### Excerpt provided:
☆ ☆ ☆ ☆ ☆ ☆ ☆
But, like being in the matrix, I knew there was something wrong with the show, and I couldn’t really put my finger on it. It was like eating a fluffy slice of cake for breakfast. I really needed more and I whole time, I think I was just trying to make the cake a meal and eventually I ate so much that I became sick. Doesn’t that happen to all children? Unfortunately, it wasn’t until I watched Boy Meets World, a TV show that I used to be forced to watch some ten years ago when my older cousins wouldn’t change the channel, that I realized what I had been missing.

Boy Meet’s World was real. It dealt with issues that I was dealing with; the characters seemed like people I could relate to, and nobody was really perfect. I found a reflection of myself in Topanga Lawrence especially in the episode when Topanga cut her hair in an effort to prove to Cory that vanity was not important, only to realize that vanity was a subconscious part of her as well and how she eventually learned to deal with it. I found a reflection of the problems I dealt with when Sean Hunter was lost looking for a place where he fit in. These were characters with weaknesses and strengths, were real; their problems familiar and the message always resonated with me. The truth is, most of our lives don’t revolve around love triangles with hot vampires just pining for our attention.

If you look carefully, the TV shows that are on air today only show the ‘high school students’ going to school when there’s a fight or a party. They meander around town with not a worry in the world but their super twisted plots. I remember a theme dance episode on The Vampire Diaries where Elena, the girl probably living on welfare money due to a lack of parent/guardian, found the most elaborate costume to wear to the party especially designed with the theme while I just thought about how my friends and I had made somewhat silly homemade costumes for a similar situation.

After getting in touch with reality a little bit, I looked at the TV shows that I had been warped into with a different perspective. How in the world did these kids pay for anything? Did they ever worry about things like body image, paying for university, studying for finals, getting a part-time job, not getting along with friends over stupid things, learning to swallow pride and standing up for their beliefs, struggling with fitting in, trying to understand their parents?
☆ ☆ ☆ ☆ ☆ ☆ ☆
### Supplied records:
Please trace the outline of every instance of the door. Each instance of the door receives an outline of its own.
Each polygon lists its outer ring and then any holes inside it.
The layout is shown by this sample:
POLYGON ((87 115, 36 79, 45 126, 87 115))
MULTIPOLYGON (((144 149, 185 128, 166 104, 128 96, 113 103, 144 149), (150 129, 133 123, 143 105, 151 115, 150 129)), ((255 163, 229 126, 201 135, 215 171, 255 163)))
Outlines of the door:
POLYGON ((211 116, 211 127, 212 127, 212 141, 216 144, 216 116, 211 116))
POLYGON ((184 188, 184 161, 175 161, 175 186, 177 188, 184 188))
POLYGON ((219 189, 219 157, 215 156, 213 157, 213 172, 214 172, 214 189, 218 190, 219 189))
☆ ☆ ☆ ☆ ☆ ☆ ☆
### Check your understanding:
[1] In the essay about teen TV shows, what was Topanga trying to prove to Cory when she cut her hair?
[2] List every TV character named in the essay about teen TV shows.
[3] Continue the essay about teen TV shows from its last sentence.

### Responses for each task:
[1] She was trying to prove that vanity was not important.

[2] Topanga Lawrence, Cory, Sean Hunter, Elena

[3]
Although it seems as though killing thousand year old vampire serial killers, becoming a teen werewolf or even dealing with a serial killer among friends would be very entertaining ideas for teen TV, the idea is that it is not longer teen TV. Even Arthur (cartoon TV show) seems to relate to me more than The Vampire Diaries does. Even though Arthur is a nine year old aardvark while Elena Gilbert is a seventeen year high schooler with a younger brother, quite frankly, I relate more to the aardvark.

And I think that’s very sad. With all their talent, budget and audience, teen TV can convey important messages to their widespread and open minded teen audience. Instead they use this precious one hour between shifts at work scooping ice-cream and finishing up history papers before babysitting to fill our heads with the idea that it’s normal for a teenager to wear designer clothes and high heels to school, and that its normal not to care about anything but love triangles and gossip. Teen TV shows that show can deal with how a teenager deals with having a relationship with a vampire, discovering a murder of a friend, or becoming a werewolf, but the key word is teenager and not a person with a whole day to fill with nothing better to do, mysterious income, no parents/rules. I for one would like to know how a girl dealing with her parents’ death, school, and dating a vampire can avoid pimples the whole four seasons.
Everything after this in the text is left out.